### INFORMATION SHOWN
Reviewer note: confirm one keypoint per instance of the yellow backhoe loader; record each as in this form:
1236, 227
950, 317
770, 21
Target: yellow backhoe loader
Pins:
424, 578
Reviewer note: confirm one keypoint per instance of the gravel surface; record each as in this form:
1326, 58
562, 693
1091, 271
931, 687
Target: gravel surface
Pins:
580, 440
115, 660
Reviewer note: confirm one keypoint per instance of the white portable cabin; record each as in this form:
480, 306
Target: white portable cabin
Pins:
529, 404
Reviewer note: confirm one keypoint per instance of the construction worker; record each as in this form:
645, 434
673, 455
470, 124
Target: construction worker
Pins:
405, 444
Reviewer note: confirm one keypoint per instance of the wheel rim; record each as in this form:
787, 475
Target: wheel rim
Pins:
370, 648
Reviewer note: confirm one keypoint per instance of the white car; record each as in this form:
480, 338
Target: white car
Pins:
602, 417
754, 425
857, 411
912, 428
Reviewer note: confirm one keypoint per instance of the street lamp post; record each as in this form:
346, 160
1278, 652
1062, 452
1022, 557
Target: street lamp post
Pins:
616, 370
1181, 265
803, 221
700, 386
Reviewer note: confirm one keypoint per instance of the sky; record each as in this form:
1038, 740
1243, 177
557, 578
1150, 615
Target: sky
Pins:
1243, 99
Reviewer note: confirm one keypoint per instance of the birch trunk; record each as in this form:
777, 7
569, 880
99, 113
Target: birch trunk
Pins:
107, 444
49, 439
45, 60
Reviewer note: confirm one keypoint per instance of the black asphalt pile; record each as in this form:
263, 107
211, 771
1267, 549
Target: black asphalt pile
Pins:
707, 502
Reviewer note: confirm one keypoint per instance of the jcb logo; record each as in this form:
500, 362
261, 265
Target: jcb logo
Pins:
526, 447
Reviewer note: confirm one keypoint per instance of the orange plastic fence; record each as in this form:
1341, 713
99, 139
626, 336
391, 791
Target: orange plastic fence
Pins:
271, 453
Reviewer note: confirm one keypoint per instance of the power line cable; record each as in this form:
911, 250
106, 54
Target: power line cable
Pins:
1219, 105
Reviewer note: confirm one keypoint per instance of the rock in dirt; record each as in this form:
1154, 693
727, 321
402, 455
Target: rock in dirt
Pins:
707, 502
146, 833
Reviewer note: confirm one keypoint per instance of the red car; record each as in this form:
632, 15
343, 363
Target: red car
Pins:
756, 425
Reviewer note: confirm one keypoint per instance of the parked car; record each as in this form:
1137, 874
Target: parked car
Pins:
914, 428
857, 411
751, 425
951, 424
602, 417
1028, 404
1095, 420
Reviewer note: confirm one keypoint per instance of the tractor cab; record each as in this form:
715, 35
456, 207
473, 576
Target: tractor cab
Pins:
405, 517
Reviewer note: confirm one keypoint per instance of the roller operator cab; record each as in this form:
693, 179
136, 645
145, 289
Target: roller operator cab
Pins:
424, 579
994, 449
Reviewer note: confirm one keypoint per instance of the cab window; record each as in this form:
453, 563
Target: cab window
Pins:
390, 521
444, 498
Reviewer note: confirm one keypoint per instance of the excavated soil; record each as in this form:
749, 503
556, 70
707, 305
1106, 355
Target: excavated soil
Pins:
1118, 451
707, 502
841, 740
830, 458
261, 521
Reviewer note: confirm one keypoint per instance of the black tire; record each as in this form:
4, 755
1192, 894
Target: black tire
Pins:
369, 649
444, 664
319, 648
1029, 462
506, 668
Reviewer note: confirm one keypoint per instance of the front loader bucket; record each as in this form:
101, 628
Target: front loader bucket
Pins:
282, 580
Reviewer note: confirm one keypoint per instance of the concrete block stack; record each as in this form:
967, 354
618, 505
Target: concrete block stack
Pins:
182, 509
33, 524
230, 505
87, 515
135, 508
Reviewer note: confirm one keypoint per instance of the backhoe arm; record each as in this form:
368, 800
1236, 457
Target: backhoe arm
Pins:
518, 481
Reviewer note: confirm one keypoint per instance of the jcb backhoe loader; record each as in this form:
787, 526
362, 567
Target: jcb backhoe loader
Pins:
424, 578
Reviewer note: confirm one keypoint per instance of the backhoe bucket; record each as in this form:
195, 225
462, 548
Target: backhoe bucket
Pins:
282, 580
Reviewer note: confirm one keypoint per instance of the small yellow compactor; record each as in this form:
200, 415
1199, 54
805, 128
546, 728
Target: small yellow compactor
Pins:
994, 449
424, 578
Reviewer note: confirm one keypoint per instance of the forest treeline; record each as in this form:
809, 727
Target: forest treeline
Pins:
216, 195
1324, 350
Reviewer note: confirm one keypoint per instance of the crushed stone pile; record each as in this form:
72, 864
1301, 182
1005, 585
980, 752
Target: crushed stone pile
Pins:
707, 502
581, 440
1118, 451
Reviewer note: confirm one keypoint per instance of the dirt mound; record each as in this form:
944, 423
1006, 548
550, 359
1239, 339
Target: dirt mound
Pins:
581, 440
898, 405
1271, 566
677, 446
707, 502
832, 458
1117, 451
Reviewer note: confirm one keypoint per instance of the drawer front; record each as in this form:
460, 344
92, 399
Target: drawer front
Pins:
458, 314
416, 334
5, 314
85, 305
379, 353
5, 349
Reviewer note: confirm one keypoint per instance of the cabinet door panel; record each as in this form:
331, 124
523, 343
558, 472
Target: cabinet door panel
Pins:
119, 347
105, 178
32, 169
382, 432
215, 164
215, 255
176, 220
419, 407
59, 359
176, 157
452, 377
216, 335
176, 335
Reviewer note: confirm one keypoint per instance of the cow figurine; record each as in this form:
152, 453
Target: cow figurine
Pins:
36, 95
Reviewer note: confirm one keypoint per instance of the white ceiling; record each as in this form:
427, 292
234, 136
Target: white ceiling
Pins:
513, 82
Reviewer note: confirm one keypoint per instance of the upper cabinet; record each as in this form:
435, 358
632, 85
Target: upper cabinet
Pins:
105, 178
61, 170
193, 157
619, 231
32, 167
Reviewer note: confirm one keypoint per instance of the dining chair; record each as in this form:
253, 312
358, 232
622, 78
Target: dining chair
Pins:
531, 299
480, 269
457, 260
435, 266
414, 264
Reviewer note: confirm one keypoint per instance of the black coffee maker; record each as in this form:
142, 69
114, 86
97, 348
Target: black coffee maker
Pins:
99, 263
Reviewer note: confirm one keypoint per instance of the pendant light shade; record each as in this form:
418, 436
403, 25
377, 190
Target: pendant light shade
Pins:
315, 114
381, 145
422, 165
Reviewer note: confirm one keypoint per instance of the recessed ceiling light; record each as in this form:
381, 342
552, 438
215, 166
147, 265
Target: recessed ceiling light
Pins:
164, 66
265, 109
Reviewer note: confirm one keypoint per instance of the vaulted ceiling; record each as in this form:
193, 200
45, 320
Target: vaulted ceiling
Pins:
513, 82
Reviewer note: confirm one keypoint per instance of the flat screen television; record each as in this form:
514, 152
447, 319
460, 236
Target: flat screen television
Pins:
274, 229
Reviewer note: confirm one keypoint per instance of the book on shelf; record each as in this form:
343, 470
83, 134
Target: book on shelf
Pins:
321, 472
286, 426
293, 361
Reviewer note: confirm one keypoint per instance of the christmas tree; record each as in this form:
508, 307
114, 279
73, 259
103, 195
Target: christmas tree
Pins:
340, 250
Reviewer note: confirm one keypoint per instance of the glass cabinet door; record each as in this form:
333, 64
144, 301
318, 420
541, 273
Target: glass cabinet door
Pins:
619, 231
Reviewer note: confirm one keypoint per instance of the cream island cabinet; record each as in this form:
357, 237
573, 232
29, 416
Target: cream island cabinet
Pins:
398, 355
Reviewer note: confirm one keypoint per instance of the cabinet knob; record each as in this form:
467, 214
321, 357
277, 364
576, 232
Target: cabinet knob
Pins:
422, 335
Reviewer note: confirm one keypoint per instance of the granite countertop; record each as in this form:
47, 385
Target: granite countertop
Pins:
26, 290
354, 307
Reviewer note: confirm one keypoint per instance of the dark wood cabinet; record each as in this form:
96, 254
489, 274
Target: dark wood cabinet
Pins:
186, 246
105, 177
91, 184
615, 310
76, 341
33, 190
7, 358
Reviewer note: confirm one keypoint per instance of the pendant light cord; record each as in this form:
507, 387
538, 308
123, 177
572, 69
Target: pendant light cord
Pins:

### SET EXERCISE
Return only the lines running from the line with "Reviewer note: confirm one keypoint per instance of the glass" to the last line of the records, both included, exactly as written.

### SOLUTION FOR THIS EXERCISE
Reviewer note: confirm one keypoint per instance of the glass cabinet door; record each as in this form:
333, 64
144, 301
318, 420
541, 273
Target: glass cabinet door
Pins:
619, 231
Reviewer note: confirm one keypoint per instance of the cream island cabinet; record each as in this form:
357, 237
573, 232
29, 416
Target: cream island cabinet
Pins:
398, 355
Reviewer note: confirm one keypoint per instance of the cabinet knob; record each as in this form:
467, 214
321, 357
277, 364
576, 232
Target: cabinet knob
Pins:
422, 335
Reviewer note: confirm one keypoint per instance of the granite countertop; record each as in this form:
47, 385
Target: granite countertop
Pins:
26, 290
354, 307
Reviewer note: confirm one keypoint per instance of the dark wood cabinet; record each as in this form:
96, 254
489, 274
Target: dark wood cabinet
Pins:
186, 246
105, 177
91, 184
615, 310
76, 341
33, 190
7, 358
Reviewer note: confirm one keypoint per instance of the pendant light cord; record each as in this form:
507, 387
538, 308
123, 177
572, 69
Target: pendant light cord
Pins:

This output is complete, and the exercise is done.